What you need to do:
Reproduce verbatim the data below, from the line containing "the ocean in" through the end of the data, and nothing else.

Data listing:
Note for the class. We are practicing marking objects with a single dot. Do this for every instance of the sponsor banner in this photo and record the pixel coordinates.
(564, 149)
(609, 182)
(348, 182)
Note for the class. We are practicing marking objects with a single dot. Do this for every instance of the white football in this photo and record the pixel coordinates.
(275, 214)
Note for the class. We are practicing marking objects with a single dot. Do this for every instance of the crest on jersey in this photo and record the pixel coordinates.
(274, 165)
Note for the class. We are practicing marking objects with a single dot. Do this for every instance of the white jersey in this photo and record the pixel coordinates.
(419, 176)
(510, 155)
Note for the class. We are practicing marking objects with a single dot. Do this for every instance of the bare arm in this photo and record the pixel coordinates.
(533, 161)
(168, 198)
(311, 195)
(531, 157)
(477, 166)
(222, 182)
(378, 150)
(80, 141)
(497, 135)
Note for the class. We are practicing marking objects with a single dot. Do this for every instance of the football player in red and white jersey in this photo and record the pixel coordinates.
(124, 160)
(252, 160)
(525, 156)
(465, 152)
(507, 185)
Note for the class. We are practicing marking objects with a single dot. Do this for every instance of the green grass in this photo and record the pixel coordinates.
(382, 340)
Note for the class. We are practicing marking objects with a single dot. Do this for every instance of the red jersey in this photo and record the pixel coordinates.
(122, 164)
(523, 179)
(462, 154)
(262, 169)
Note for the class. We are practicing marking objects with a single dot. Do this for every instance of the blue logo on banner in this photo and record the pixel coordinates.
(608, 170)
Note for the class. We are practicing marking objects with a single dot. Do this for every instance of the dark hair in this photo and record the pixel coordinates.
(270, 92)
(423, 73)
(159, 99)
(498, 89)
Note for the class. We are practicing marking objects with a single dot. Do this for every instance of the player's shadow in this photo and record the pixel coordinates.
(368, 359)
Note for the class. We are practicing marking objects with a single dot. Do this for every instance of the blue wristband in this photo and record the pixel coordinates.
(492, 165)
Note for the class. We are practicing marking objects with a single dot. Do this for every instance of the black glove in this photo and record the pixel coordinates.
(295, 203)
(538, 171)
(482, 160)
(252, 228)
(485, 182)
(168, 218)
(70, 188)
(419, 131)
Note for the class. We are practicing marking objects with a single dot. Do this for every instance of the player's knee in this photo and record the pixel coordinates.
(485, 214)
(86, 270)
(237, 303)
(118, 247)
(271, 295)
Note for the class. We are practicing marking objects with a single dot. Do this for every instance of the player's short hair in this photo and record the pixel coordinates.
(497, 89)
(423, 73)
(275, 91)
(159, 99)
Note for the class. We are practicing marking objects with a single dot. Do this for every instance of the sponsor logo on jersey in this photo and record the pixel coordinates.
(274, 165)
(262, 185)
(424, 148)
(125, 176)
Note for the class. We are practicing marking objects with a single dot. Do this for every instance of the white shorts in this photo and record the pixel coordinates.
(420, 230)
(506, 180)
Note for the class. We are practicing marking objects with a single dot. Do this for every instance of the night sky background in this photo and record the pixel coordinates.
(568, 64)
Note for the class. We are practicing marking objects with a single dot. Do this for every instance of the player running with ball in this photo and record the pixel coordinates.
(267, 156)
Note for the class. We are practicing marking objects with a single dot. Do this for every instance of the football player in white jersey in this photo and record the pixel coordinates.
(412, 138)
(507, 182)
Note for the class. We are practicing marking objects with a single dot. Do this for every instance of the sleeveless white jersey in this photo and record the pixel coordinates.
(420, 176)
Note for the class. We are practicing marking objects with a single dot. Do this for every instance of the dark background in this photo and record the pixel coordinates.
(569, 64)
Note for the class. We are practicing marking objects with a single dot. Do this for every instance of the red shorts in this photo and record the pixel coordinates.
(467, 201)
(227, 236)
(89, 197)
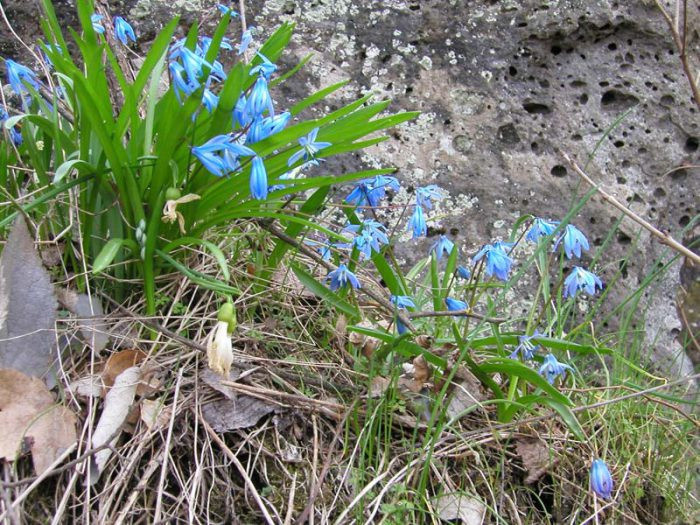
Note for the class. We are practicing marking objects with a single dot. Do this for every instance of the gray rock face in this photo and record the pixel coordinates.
(503, 86)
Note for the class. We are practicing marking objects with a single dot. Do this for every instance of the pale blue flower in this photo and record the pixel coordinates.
(464, 272)
(123, 30)
(246, 39)
(498, 262)
(224, 10)
(581, 279)
(96, 26)
(258, 179)
(526, 348)
(426, 195)
(19, 75)
(309, 148)
(340, 277)
(443, 244)
(601, 480)
(259, 99)
(417, 223)
(541, 228)
(574, 241)
(552, 368)
(402, 302)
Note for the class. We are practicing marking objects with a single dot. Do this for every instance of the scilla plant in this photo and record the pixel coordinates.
(157, 168)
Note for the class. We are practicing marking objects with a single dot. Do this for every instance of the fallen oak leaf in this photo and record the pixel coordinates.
(27, 307)
(118, 402)
(31, 421)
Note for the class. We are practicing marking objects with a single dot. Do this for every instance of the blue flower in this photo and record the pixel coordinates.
(574, 240)
(464, 272)
(18, 75)
(427, 194)
(340, 277)
(259, 99)
(581, 279)
(541, 228)
(123, 30)
(246, 39)
(443, 244)
(402, 302)
(498, 262)
(223, 9)
(258, 179)
(601, 480)
(455, 305)
(309, 148)
(526, 348)
(15, 134)
(371, 236)
(417, 223)
(371, 191)
(96, 26)
(210, 100)
(553, 368)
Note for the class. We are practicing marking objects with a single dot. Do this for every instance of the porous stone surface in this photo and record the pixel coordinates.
(504, 86)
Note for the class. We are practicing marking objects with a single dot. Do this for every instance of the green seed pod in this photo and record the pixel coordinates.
(172, 194)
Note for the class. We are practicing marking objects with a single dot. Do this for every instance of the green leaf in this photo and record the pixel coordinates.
(107, 254)
(213, 248)
(325, 293)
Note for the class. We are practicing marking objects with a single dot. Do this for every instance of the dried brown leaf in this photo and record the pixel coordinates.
(27, 307)
(537, 458)
(31, 421)
(118, 403)
(459, 506)
(232, 414)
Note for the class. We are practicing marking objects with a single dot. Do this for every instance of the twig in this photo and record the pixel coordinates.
(239, 466)
(367, 290)
(664, 238)
(316, 488)
(681, 40)
(458, 313)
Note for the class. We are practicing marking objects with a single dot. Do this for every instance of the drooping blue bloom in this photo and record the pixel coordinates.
(18, 75)
(426, 195)
(370, 236)
(210, 100)
(259, 100)
(402, 302)
(258, 179)
(371, 191)
(455, 305)
(464, 272)
(96, 26)
(526, 348)
(574, 241)
(498, 262)
(443, 244)
(265, 68)
(223, 9)
(246, 39)
(340, 277)
(541, 228)
(417, 223)
(15, 133)
(123, 31)
(309, 148)
(581, 279)
(601, 480)
(553, 368)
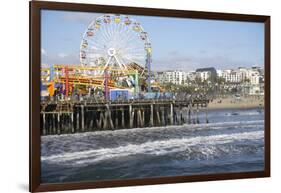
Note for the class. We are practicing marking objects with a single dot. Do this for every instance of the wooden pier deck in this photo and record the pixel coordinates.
(60, 117)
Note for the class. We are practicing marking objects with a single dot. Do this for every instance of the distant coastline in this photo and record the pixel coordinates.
(237, 103)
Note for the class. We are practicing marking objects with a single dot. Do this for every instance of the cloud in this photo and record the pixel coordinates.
(61, 58)
(79, 17)
(43, 51)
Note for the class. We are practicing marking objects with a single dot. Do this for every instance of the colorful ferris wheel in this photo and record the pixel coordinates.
(115, 41)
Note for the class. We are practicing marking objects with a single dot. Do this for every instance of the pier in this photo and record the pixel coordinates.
(62, 117)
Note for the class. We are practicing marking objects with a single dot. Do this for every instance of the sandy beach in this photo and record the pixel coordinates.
(237, 103)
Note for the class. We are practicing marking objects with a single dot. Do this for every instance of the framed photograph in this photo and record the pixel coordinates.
(123, 96)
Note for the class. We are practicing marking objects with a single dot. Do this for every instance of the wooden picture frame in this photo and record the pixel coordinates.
(34, 98)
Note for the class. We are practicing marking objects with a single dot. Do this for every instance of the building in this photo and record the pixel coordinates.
(232, 76)
(207, 74)
(175, 77)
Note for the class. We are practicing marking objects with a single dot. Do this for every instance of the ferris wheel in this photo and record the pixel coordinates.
(115, 41)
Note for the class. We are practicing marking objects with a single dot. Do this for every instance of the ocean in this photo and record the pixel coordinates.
(232, 141)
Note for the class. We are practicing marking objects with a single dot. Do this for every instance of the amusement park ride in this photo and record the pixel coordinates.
(115, 53)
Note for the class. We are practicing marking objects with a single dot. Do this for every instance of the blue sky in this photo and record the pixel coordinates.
(182, 44)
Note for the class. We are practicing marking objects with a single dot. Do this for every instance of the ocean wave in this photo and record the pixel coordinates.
(202, 126)
(202, 146)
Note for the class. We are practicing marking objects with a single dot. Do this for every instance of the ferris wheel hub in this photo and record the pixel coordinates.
(111, 52)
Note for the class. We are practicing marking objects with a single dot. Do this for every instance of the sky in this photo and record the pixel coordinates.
(177, 43)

Task output:
Note for the class. We are practicing marking objects with a single dot. Do this for every instance of the ocean in this photo and record the pixel coordinates.
(232, 141)
Note for the class. We are practicing marking objects with a single dot. Do this for every instance of the amusement park ride in this photo and record the pixel coordinates.
(115, 53)
Note for the class. We are practicing marking objects with a single dot. Do this for every instance of the blue sky in this photo and record the pixel coordinates.
(182, 44)
Note for the class. We are practicing marking objects with a single dot. Do this for every instance of the ocean wave in this photo and record the pixel coordinates.
(202, 126)
(202, 146)
Note for the class. We are practicing marking objects with a single dot. Do this for every instance of the ferris wheel hub in this photo and record the pixel coordinates.
(111, 52)
Note for the class. We are practicing marking objects with a single dot. Do this for every instance of the sky in this photo and record the pixel coordinates.
(177, 43)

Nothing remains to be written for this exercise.